[What you have to do]: Collect every line in the records below that contains the string "countertop", matching case exactly.

[Dataset extract]:
* BEGIN *
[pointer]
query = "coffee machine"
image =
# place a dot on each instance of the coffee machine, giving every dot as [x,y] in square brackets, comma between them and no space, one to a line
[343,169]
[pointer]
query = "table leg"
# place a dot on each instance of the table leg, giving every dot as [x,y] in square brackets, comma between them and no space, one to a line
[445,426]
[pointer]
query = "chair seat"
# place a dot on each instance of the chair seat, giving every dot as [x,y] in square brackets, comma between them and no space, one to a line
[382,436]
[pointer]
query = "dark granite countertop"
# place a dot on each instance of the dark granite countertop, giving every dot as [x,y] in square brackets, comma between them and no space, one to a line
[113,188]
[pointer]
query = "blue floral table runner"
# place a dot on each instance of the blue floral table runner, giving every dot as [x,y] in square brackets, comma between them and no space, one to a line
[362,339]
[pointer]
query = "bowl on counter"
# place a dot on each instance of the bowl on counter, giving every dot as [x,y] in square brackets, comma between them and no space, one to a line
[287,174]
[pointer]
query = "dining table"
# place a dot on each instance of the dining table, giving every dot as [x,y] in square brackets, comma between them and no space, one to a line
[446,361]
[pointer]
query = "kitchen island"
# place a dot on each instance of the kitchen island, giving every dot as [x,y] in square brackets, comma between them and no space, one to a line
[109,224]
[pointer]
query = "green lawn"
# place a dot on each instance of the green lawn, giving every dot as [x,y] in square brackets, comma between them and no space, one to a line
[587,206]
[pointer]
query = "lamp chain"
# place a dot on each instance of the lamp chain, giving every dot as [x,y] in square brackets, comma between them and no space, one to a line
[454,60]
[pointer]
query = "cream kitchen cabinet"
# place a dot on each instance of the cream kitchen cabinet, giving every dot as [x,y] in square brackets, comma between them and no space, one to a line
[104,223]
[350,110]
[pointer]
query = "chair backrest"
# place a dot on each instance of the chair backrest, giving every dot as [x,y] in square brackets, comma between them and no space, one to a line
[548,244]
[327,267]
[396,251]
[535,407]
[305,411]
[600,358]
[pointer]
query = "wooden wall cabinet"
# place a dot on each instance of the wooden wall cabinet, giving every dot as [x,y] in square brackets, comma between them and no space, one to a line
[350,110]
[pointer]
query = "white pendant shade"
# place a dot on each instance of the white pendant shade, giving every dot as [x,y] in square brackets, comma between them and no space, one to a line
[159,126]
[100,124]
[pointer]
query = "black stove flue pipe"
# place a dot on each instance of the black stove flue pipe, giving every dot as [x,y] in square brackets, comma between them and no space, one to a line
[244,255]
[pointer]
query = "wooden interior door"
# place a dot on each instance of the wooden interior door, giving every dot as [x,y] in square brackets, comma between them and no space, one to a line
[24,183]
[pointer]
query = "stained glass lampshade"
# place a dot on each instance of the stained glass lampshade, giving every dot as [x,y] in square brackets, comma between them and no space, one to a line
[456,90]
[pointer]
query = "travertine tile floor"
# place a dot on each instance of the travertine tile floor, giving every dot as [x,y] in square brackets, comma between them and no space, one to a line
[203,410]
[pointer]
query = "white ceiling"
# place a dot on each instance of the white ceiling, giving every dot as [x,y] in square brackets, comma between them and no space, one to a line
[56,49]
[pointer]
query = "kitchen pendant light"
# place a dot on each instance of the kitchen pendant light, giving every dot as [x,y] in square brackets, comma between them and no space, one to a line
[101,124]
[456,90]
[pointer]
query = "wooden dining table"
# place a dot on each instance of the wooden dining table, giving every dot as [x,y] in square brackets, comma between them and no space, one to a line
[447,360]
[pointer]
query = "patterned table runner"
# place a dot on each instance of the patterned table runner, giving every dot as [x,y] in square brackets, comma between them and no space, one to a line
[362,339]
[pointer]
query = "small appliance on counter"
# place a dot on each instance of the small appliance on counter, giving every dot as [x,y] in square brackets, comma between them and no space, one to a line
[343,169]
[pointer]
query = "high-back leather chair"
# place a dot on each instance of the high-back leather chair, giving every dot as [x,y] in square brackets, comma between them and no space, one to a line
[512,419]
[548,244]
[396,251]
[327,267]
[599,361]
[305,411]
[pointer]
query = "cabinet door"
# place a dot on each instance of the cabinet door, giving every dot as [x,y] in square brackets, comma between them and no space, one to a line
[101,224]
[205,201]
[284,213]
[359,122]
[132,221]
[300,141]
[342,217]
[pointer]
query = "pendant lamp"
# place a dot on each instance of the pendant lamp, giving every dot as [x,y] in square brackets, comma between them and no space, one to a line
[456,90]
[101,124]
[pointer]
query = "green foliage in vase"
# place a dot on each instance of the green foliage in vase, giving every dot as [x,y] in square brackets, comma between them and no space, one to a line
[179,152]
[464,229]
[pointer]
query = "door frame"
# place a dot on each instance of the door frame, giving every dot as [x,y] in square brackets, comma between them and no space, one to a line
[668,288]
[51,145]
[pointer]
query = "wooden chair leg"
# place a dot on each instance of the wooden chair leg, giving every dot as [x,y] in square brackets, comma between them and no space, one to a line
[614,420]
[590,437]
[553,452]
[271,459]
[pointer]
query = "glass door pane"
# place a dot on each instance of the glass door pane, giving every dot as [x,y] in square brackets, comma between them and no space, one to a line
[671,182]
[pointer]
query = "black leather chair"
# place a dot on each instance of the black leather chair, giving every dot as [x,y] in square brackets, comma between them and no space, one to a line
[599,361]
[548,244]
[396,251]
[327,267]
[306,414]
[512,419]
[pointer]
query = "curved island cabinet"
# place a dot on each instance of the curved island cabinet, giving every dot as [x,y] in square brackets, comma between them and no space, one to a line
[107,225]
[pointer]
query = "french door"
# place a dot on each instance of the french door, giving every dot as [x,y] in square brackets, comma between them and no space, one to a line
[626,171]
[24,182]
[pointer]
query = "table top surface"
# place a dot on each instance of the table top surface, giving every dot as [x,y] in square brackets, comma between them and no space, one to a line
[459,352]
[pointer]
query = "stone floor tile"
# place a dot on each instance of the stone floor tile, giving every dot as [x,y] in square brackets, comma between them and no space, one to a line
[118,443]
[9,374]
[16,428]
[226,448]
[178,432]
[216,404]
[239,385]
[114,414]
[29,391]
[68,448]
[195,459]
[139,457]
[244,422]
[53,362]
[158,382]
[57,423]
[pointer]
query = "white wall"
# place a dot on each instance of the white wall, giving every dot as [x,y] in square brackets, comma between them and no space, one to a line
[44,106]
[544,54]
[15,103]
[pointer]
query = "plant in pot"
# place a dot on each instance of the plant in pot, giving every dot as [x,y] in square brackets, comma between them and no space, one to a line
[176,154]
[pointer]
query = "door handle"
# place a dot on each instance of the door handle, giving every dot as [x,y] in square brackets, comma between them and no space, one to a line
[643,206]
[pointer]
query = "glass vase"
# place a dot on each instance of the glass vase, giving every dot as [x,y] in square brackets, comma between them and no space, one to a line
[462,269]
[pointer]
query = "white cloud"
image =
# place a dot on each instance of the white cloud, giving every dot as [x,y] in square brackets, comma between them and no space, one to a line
* END *
[Worked solution]:
query = "dark granite countertop"
# place a dot on each instance of the dark granite countertop, giving every dot as [x,y] in square brackets, comma between them and no space, one to a line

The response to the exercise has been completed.